Materials provided:
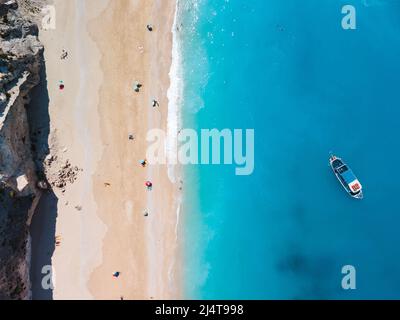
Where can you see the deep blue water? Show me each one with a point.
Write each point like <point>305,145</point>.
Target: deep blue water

==

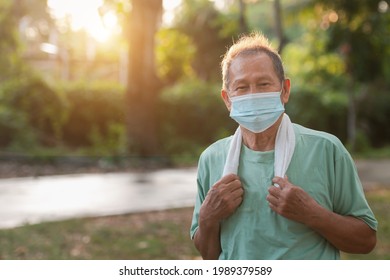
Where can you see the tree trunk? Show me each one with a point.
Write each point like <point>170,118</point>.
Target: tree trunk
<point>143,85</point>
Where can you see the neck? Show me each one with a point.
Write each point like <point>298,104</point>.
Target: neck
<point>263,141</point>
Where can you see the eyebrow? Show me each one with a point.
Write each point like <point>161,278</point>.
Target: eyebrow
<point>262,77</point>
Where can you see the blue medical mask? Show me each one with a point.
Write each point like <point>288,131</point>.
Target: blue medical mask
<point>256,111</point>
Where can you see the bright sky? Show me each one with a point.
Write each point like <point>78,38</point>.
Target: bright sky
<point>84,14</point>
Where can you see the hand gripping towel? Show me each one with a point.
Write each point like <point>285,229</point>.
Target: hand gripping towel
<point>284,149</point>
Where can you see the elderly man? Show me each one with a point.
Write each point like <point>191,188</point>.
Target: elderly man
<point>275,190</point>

Task directions:
Reproduce every line from the one containing "Where can you see the bright" through the one containing "<point>275,190</point>", requests included, and shift each answer's coordinates by subtracting 10 from every number. Leave the sample points in the requests unchanged.

Response for this exercise:
Where can you see the bright sky? Show me each one with a point.
Write each point like <point>78,38</point>.
Target: bright sky
<point>74,4</point>
Where can you see the hand gripping towel? Show me each one with a point.
Write each point like <point>285,229</point>.
Target: hand gripping towel
<point>274,139</point>
Where can you see the elderly man? Show me each one with a point.
Write each point like <point>191,188</point>.
Target: elderly man
<point>265,180</point>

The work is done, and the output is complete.